TASK GOAL >> List every line of the rows below that contains the string "grassy". Matching is case-sensitive.

Records from a collection >>
──────────
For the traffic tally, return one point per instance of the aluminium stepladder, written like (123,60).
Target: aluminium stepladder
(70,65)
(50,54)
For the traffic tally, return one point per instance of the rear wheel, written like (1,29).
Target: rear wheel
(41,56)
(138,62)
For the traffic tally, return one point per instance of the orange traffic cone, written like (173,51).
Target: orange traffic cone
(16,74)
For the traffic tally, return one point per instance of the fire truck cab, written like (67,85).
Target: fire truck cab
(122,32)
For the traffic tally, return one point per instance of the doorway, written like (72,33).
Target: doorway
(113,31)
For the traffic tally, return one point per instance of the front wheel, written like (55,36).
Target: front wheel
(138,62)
──────────
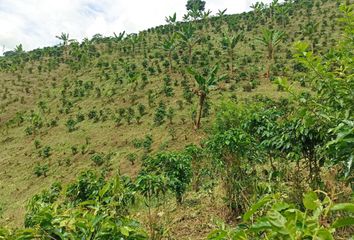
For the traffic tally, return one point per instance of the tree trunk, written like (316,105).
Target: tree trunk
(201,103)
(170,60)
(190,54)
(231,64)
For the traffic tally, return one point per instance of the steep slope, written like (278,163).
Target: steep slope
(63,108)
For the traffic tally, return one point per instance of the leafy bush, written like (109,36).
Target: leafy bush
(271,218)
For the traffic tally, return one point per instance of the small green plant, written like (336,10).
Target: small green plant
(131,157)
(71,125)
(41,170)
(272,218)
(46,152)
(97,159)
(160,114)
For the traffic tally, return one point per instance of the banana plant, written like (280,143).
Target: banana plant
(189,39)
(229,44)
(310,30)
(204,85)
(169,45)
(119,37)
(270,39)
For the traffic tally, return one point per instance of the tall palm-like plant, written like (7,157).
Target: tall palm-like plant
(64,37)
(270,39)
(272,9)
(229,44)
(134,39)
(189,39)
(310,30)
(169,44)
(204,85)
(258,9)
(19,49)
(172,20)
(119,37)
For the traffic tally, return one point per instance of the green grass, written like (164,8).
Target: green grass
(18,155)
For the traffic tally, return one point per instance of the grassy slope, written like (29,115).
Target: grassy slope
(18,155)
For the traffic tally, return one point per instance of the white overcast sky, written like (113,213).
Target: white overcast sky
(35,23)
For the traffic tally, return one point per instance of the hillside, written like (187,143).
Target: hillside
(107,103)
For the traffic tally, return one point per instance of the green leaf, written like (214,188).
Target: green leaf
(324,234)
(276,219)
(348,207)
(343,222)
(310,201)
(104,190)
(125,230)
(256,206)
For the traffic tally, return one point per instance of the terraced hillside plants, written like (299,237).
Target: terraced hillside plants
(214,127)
──────────
RESULT >>
For the traffic tally, return one point per instance of the grassy slope, written like (29,115).
Target: grassy slope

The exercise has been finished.